BEGIN Input records

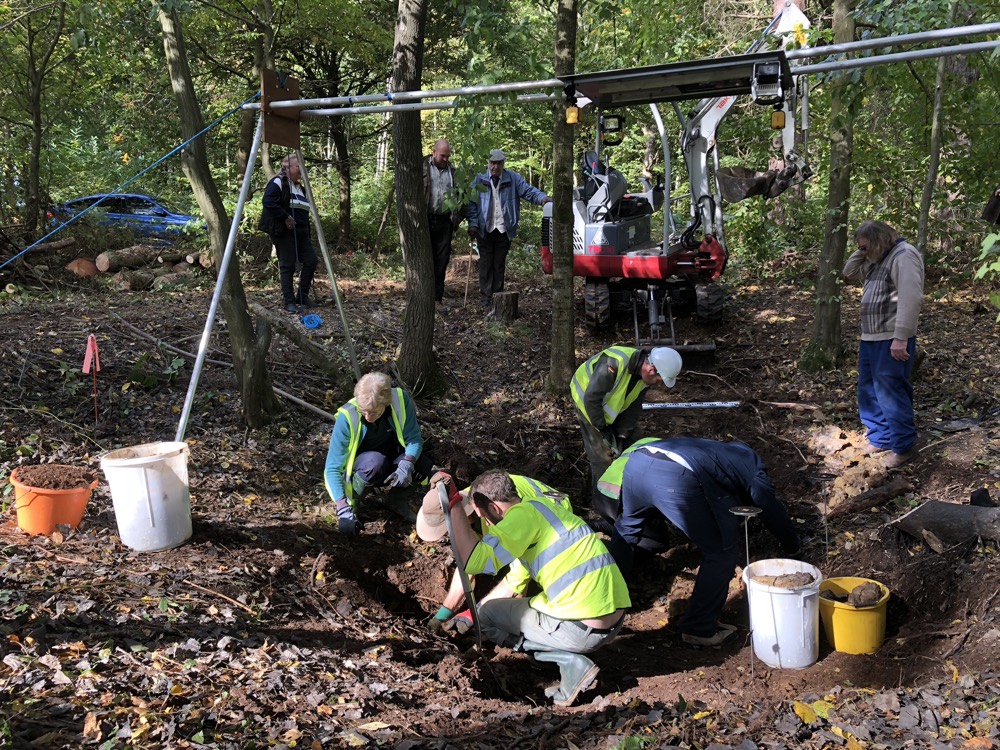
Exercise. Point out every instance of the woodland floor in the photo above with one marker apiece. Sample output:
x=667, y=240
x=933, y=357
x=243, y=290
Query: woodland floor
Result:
x=269, y=629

END Input records

* _Your objective_:
Exactly the lines from the one with "x=933, y=357" through the final line of the entries are to be returned, both ends included.

* _Solution to this problem_:
x=933, y=357
x=243, y=290
Query: woodland floor
Result:
x=269, y=629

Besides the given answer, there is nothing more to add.